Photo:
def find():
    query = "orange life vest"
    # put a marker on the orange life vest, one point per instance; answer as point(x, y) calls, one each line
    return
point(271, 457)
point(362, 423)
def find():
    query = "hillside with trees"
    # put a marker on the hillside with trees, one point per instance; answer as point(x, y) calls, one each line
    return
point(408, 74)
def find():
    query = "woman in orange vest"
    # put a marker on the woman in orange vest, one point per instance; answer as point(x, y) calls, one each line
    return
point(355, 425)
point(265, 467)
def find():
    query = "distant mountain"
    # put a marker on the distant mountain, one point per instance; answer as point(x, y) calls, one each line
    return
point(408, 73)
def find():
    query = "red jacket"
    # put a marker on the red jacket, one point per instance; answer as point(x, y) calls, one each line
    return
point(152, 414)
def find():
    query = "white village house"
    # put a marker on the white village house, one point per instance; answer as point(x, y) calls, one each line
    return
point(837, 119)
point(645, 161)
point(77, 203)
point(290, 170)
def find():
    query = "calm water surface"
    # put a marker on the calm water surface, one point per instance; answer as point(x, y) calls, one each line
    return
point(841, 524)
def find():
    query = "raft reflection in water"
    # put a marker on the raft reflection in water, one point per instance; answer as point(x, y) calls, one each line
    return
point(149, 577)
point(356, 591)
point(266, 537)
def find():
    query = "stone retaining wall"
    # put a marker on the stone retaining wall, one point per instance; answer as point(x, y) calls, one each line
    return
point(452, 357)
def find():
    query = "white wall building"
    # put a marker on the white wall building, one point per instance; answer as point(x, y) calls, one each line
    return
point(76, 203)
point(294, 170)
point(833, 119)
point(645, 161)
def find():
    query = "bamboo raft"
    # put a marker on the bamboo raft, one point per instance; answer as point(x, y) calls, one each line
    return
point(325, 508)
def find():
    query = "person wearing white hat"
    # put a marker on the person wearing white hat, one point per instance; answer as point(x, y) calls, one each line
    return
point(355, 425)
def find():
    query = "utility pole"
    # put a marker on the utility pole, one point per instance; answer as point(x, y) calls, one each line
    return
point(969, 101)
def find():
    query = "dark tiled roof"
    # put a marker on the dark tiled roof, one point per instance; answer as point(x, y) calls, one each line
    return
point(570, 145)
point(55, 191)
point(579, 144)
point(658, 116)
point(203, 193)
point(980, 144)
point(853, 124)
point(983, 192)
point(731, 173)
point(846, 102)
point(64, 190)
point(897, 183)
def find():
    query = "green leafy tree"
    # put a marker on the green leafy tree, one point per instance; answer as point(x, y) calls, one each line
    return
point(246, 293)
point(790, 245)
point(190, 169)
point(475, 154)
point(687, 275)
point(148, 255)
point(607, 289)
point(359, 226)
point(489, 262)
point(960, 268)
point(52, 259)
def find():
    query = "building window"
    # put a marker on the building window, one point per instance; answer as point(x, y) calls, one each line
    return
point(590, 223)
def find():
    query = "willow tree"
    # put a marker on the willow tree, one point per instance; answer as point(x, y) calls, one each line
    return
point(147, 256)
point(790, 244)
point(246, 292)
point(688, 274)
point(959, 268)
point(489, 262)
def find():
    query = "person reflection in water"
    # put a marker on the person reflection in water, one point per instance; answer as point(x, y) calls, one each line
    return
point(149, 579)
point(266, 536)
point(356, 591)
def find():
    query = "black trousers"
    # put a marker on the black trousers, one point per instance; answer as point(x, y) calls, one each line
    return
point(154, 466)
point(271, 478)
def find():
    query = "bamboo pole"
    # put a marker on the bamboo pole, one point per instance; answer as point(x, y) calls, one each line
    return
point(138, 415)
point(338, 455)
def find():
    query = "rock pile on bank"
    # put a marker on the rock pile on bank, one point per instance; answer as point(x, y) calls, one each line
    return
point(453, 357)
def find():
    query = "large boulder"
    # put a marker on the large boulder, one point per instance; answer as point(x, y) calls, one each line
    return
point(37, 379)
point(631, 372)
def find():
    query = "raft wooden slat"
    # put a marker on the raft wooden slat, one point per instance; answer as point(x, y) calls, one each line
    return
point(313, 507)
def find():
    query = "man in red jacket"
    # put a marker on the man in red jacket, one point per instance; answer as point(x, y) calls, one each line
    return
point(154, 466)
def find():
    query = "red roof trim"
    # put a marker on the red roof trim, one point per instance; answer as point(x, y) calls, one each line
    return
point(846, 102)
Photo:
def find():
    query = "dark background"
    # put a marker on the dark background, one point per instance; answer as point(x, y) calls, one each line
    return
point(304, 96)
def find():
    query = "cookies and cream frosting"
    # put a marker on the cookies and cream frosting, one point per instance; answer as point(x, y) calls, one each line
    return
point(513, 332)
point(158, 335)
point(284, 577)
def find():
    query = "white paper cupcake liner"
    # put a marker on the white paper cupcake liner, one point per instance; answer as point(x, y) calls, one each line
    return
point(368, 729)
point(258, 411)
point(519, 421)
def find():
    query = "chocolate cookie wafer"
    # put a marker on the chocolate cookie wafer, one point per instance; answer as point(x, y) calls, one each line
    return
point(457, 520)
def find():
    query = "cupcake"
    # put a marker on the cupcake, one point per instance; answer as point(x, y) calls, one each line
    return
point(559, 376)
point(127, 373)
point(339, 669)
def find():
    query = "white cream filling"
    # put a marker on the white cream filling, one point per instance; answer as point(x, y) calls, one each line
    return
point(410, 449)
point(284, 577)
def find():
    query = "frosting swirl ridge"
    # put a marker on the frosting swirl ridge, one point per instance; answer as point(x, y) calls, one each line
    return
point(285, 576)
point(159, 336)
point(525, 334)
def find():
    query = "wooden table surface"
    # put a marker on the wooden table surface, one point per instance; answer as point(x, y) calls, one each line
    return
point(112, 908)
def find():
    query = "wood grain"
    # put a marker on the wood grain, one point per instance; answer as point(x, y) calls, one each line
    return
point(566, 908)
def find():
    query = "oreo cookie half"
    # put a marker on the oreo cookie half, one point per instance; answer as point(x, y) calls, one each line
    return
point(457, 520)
.....
WHAT IS BEING ASKED:
Starting at the first line of the material and ending at the line containing "point(152, 414)", write those lines out again with their requests, shifting every coordinate in the answers by adding 93 to it.

EXERCISE RESPONSE:
Photo:
def find():
    query = "orange life vest"
    # put a marker on the orange life vest, one point per instance; answer as point(x, y) calls, one each line
    return
point(364, 550)
point(455, 516)
def find():
    query = "hillside with trees"
    # put a marker on the hillside with trees, one point per instance; answer as point(x, y) calls, one each line
    return
point(501, 167)
def find():
    query = "woman in orange vest"
    # put a marker on the woman in orange vest, one point per instance; answer as point(x, y) calls, one each line
    return
point(448, 518)
point(358, 560)
def find():
    query = "distant mountain"
    # put a marker on the distant mountain, one point per instance; answer as point(x, y) calls, one each line
    return
point(501, 166)
def find():
    query = "red jacket"
    # put a marker on the red jacket, one point per instance; answer as point(x, y) calls, one each line
    return
point(245, 507)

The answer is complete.